### TASK DETAILS
Can you repeat every line of text in the material below word for word, leaving out the pictures?

### EXERCISE MATERIAL
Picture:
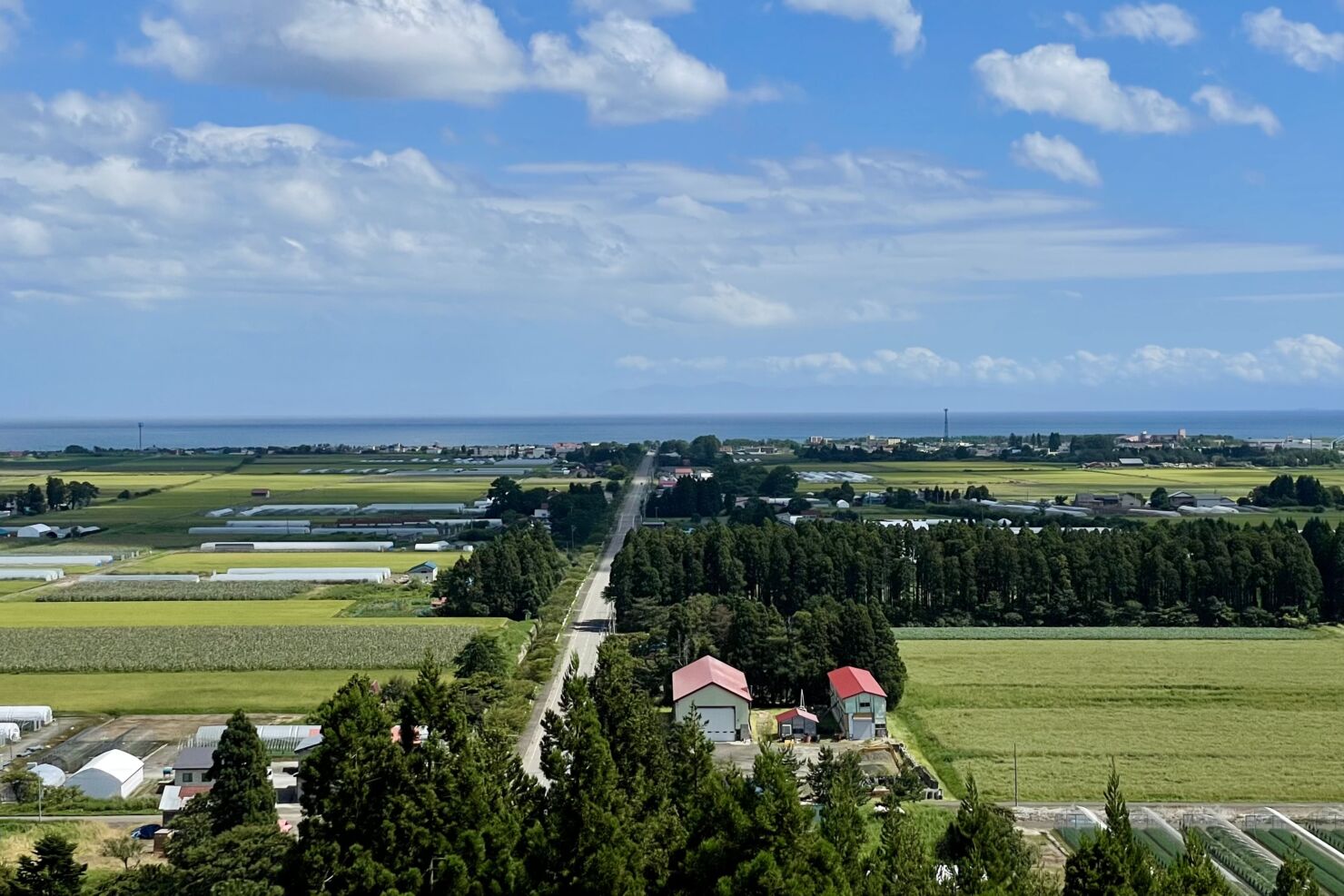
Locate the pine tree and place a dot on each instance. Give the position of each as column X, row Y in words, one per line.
column 1192, row 875
column 242, row 793
column 1294, row 879
column 898, row 867
column 51, row 870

### FULL RESPONSE
Picture:
Locate the pine tree and place a dot on each instance. Give the position of each as column X, row Y in words, one per line.
column 1192, row 875
column 242, row 793
column 1294, row 879
column 898, row 867
column 51, row 870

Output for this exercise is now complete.